• _Goal_
Only the lines from the one containing "[indicate] the concrete embankment" through the final line of the material below should be output, exactly as they stand.

• _Records_
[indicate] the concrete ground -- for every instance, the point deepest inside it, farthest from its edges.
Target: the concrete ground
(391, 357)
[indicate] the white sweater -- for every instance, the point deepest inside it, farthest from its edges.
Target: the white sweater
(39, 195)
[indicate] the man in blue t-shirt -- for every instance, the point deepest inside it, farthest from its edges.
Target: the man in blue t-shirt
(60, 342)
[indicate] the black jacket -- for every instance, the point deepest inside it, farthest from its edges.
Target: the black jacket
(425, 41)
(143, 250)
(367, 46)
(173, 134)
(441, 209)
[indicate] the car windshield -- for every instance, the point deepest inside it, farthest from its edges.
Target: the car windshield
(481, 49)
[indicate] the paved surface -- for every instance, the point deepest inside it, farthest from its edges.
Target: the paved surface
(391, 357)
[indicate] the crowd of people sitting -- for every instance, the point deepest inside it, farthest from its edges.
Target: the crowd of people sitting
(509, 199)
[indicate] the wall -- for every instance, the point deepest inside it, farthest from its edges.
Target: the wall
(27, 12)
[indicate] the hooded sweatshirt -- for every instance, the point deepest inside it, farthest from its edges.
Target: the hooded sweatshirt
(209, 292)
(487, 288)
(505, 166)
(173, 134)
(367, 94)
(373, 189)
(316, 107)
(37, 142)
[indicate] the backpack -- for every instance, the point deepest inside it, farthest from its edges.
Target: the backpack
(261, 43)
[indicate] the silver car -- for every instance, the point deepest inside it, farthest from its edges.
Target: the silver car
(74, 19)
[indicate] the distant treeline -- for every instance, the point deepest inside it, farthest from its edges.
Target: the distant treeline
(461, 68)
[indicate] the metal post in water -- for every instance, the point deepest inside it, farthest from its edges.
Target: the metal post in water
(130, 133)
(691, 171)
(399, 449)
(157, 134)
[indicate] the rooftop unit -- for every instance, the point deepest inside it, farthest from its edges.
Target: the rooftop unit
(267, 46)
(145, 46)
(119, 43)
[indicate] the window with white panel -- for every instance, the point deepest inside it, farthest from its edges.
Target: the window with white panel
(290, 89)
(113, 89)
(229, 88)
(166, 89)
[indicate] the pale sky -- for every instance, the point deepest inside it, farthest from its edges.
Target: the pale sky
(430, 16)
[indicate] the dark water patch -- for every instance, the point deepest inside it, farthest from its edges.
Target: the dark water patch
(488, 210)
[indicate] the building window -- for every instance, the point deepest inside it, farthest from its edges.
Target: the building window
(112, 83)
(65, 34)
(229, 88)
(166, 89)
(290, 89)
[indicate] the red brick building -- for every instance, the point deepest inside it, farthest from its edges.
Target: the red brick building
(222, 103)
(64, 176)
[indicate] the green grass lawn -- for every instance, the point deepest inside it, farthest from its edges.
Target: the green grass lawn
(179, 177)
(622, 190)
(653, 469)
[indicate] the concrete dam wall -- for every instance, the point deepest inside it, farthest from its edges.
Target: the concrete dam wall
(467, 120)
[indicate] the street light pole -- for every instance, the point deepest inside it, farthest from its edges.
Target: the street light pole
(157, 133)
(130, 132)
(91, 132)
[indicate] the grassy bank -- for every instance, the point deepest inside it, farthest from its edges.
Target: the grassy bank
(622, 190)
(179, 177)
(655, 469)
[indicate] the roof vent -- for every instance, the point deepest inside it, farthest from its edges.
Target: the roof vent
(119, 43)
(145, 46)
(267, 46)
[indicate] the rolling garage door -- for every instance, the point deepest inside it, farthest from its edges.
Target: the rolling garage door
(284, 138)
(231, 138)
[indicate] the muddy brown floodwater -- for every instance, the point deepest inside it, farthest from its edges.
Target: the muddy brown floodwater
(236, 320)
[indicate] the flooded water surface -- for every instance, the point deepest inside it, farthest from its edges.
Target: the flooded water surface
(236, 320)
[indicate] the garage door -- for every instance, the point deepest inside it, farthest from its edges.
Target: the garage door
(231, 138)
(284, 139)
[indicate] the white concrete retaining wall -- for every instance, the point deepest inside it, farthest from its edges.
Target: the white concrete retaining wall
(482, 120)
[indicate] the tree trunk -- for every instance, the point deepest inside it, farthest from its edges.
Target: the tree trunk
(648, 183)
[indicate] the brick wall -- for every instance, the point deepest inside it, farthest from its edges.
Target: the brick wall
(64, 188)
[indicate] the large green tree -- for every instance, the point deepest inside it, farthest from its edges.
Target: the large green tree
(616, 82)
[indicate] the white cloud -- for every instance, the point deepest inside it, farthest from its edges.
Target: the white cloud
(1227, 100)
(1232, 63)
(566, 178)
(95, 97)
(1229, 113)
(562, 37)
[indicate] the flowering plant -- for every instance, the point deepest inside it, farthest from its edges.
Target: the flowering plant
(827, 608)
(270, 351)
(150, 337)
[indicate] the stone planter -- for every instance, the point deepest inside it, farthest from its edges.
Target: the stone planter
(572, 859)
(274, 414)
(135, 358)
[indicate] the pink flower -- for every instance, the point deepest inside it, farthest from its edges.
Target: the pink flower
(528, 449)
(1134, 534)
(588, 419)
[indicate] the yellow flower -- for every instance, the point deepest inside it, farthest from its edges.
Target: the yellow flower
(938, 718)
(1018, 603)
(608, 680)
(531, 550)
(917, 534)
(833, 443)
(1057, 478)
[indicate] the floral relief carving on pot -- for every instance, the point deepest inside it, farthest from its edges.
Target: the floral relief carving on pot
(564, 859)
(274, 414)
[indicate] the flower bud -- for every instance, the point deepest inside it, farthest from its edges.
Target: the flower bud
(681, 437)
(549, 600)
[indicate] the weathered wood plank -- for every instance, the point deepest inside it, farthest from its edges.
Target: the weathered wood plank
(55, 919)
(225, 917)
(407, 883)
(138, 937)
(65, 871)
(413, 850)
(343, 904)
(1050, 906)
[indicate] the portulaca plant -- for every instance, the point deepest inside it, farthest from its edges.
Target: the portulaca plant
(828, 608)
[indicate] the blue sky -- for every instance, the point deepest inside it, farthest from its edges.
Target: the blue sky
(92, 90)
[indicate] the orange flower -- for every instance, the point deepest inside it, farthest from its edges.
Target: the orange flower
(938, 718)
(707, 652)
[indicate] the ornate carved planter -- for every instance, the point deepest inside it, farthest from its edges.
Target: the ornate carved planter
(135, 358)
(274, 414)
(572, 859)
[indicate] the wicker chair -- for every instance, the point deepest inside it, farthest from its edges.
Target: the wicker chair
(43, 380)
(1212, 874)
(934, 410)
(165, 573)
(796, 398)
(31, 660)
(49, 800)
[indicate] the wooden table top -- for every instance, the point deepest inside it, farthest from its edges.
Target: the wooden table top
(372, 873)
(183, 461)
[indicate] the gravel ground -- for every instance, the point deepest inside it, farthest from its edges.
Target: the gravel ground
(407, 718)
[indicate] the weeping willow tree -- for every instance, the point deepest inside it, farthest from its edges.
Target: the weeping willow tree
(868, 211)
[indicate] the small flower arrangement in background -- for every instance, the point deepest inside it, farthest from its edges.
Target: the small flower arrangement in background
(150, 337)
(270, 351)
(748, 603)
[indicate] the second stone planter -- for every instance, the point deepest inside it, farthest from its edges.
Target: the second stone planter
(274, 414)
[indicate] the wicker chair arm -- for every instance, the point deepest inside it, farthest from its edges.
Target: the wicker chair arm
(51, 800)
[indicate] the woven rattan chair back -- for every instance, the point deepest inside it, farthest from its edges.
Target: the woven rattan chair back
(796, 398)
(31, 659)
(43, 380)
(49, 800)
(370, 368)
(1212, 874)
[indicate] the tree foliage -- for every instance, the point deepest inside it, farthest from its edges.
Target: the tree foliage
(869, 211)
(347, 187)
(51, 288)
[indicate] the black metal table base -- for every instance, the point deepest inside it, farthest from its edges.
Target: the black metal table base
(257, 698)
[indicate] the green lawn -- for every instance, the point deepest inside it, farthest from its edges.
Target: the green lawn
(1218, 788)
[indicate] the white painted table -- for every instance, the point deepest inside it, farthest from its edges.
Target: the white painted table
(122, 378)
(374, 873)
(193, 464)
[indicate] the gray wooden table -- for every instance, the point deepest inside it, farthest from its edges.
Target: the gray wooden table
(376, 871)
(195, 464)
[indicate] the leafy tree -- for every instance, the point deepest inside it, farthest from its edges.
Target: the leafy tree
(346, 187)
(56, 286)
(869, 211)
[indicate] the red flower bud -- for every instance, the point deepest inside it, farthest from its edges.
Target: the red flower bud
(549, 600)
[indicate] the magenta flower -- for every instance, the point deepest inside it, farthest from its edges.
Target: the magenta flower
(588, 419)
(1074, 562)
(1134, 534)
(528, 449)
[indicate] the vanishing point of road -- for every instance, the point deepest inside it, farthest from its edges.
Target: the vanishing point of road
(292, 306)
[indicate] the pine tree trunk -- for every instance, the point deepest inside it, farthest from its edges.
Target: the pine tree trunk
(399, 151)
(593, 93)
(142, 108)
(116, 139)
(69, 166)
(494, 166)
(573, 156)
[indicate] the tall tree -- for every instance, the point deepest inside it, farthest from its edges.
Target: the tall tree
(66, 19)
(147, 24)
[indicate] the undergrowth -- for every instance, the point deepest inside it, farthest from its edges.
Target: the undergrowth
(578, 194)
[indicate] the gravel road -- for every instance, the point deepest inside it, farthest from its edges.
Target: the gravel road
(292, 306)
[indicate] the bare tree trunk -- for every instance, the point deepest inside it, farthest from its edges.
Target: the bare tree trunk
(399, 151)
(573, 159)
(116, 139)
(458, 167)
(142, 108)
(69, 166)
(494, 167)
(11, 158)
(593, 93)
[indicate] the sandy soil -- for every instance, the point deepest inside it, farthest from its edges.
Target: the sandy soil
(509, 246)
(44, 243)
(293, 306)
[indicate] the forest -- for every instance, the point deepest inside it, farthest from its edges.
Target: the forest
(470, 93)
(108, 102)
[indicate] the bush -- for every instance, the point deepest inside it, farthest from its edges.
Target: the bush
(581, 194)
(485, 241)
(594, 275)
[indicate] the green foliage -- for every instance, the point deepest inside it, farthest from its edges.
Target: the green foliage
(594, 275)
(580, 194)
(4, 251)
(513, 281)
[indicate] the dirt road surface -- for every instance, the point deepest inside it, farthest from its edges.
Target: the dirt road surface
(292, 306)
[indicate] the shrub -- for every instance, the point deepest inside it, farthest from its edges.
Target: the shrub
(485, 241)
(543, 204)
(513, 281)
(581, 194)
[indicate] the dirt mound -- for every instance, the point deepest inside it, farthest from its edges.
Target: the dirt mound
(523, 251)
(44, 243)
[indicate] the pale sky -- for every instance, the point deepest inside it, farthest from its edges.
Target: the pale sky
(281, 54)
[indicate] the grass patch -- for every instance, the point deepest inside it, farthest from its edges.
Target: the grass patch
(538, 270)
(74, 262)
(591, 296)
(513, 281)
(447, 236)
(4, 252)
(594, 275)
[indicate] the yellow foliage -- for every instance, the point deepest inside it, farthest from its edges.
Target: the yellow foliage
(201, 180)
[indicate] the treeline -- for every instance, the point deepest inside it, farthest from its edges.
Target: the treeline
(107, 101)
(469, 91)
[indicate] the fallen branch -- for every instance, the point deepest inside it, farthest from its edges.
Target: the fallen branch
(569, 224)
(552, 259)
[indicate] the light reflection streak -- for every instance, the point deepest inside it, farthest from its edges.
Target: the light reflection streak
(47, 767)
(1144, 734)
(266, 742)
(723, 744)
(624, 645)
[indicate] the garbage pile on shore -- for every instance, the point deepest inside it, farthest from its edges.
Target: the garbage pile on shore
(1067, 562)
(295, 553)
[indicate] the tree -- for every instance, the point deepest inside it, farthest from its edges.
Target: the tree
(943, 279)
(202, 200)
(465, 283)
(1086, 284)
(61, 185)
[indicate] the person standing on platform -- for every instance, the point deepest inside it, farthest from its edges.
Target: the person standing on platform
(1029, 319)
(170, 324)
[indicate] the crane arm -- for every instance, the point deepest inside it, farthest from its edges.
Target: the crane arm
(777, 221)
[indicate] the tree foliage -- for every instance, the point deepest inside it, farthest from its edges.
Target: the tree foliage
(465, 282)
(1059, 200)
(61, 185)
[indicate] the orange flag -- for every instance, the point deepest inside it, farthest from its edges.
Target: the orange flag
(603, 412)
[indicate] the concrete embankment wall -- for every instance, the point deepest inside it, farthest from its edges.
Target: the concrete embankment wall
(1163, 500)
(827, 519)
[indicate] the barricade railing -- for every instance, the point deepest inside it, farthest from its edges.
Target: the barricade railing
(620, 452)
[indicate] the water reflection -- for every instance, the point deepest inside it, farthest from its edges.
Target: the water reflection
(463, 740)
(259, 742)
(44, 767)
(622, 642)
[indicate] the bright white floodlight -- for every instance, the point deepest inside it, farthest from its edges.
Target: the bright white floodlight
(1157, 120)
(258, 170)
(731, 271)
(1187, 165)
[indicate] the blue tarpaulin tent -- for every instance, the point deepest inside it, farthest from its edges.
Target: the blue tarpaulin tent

• _Exercise answer_
[indicate] the concrete embankment wall -- for every instance, the point deepest inside it, farthest from its edges.
Target: the concrete embankment wall
(1163, 500)
(827, 519)
[indicate] the barricade railing -- for every instance, the point deepest inside it, farthest from its edges.
Target: the barricade railing
(620, 452)
[indicate] the water reflection -- for every instance, the point deepest inside it, farthest from its edges.
Target: the water reflection
(463, 740)
(259, 742)
(44, 767)
(622, 642)
[indicate] the bright white floodlight -- for every instance, the point deepest inside it, farthest from its edges.
Target: the bright white floodlight
(1157, 120)
(258, 170)
(731, 271)
(1187, 165)
[indicate] the blue tarpaulin tent -- for every instance, the point deepest inside it, farthest from its edges.
Target: the blue tarpaulin tent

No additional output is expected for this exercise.